» Task to complete: Search the material for "table" and show all lines that contain it.

****************************************

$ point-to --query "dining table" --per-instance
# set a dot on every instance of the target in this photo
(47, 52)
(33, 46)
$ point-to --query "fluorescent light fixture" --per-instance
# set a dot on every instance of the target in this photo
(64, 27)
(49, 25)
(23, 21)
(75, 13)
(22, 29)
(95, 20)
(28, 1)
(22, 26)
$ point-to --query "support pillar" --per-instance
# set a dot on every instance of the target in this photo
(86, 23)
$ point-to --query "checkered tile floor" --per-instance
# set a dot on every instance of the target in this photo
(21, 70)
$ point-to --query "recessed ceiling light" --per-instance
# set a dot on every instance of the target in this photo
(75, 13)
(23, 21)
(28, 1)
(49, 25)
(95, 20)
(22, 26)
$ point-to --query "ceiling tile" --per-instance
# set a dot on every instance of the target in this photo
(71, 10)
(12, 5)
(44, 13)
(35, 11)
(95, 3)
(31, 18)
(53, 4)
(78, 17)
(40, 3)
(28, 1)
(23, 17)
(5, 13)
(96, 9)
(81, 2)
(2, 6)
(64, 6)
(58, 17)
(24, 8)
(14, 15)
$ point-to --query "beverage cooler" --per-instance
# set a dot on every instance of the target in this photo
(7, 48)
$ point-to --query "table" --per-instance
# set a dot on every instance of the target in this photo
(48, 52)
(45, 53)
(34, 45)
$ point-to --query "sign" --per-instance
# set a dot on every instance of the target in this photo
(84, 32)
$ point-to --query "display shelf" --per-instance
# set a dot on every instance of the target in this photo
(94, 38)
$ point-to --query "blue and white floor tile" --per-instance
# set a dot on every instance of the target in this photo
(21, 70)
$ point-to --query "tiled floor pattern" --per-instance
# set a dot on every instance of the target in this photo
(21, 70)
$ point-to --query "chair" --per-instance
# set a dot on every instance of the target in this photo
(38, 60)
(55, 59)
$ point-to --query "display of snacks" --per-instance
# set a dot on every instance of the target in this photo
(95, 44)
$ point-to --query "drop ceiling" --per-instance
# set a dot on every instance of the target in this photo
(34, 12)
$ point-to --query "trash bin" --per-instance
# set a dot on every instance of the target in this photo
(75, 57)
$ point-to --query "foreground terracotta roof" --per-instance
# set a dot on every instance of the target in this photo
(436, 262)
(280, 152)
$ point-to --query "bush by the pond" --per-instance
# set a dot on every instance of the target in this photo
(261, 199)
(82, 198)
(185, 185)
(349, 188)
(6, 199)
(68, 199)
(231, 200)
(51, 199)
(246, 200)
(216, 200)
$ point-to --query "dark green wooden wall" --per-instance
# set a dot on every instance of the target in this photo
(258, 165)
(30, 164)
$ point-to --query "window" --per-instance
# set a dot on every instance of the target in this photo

****************************************

» Task solution:
$ point-to --query "dining table" --per-instance
$ point-to --query "table" --per-instance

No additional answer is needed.